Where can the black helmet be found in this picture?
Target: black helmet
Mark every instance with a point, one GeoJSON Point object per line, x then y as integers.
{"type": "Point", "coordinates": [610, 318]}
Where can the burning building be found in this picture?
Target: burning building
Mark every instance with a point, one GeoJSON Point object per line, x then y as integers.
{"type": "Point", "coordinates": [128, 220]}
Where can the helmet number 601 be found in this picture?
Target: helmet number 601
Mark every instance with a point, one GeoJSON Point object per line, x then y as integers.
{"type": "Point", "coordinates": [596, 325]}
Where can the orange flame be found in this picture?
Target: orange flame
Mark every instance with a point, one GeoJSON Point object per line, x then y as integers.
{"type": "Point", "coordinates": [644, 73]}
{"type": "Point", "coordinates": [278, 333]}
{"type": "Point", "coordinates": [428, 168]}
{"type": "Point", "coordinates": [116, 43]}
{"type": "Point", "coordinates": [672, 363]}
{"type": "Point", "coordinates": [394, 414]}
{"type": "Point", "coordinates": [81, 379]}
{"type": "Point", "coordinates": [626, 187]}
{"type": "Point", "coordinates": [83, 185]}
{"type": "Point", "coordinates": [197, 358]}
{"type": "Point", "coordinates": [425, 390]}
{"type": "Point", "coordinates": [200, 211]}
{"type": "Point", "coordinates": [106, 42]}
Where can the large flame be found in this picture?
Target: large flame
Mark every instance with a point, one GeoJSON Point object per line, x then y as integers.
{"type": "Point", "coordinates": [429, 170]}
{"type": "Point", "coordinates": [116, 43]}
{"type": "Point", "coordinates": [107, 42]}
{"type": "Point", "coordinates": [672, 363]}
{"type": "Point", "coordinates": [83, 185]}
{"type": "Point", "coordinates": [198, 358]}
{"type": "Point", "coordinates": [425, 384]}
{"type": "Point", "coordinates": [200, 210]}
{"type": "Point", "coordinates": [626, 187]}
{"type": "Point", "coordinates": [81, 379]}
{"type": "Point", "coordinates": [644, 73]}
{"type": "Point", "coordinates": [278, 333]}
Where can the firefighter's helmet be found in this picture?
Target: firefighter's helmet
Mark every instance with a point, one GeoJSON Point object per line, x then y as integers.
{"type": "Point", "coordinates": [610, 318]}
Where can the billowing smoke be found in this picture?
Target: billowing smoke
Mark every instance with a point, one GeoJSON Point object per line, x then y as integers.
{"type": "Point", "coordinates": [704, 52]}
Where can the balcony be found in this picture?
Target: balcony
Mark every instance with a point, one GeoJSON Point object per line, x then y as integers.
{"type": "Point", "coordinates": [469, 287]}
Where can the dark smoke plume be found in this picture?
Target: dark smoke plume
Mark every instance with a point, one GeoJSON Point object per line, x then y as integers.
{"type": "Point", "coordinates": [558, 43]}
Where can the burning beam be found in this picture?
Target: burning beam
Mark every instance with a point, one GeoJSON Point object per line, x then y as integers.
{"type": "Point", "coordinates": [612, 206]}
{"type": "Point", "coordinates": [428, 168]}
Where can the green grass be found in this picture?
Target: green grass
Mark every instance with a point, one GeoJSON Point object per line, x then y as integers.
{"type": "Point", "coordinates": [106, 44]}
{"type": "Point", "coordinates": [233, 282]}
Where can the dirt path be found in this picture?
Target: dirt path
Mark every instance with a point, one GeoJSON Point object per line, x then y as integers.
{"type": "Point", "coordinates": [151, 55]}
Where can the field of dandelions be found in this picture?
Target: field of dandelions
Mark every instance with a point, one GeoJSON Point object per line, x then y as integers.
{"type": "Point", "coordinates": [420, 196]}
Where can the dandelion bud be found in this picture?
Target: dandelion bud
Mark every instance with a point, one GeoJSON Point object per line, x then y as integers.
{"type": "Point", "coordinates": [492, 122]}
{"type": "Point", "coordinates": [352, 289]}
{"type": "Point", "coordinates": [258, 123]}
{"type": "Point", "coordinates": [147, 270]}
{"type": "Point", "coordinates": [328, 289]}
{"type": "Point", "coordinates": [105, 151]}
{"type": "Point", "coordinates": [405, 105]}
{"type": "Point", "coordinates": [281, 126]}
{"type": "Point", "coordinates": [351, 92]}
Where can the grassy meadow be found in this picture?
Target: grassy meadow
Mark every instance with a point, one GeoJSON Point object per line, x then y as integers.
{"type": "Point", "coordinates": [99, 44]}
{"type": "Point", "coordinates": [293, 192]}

========================================================================

▶ [PROBLEM TO SOLVE]
The answer should consist solely of the lines from the first line above through the one with "Target: large flame", both included, repeated exactly.

▶ [TASK ANSWER]
Where can the black helmet be found in this picture?
Target: black helmet
Mark every instance with a point, one GeoJSON Point object per line, x then y as integers.
{"type": "Point", "coordinates": [610, 318]}
Where can the burning building be found in this picture?
Target: burning building
Mark every instance with a point, one GeoJSON Point object per line, x then y as integers.
{"type": "Point", "coordinates": [128, 220]}
Where can the helmet number 601 be found in this picture?
Target: helmet number 601
Mark every instance with a point, one GeoJSON Point object per line, x then y as integers.
{"type": "Point", "coordinates": [596, 325]}
Where can the orange flame be found in this picture?
Target: orange flame
Mark every instance with a point, one GeoJSON Point object per line, x then y as integers.
{"type": "Point", "coordinates": [644, 73]}
{"type": "Point", "coordinates": [278, 333]}
{"type": "Point", "coordinates": [428, 168]}
{"type": "Point", "coordinates": [116, 43]}
{"type": "Point", "coordinates": [672, 363]}
{"type": "Point", "coordinates": [394, 414]}
{"type": "Point", "coordinates": [81, 379]}
{"type": "Point", "coordinates": [626, 187]}
{"type": "Point", "coordinates": [83, 185]}
{"type": "Point", "coordinates": [197, 358]}
{"type": "Point", "coordinates": [425, 390]}
{"type": "Point", "coordinates": [200, 211]}
{"type": "Point", "coordinates": [106, 42]}
Where can the large flame be found in this picture?
Target: large flame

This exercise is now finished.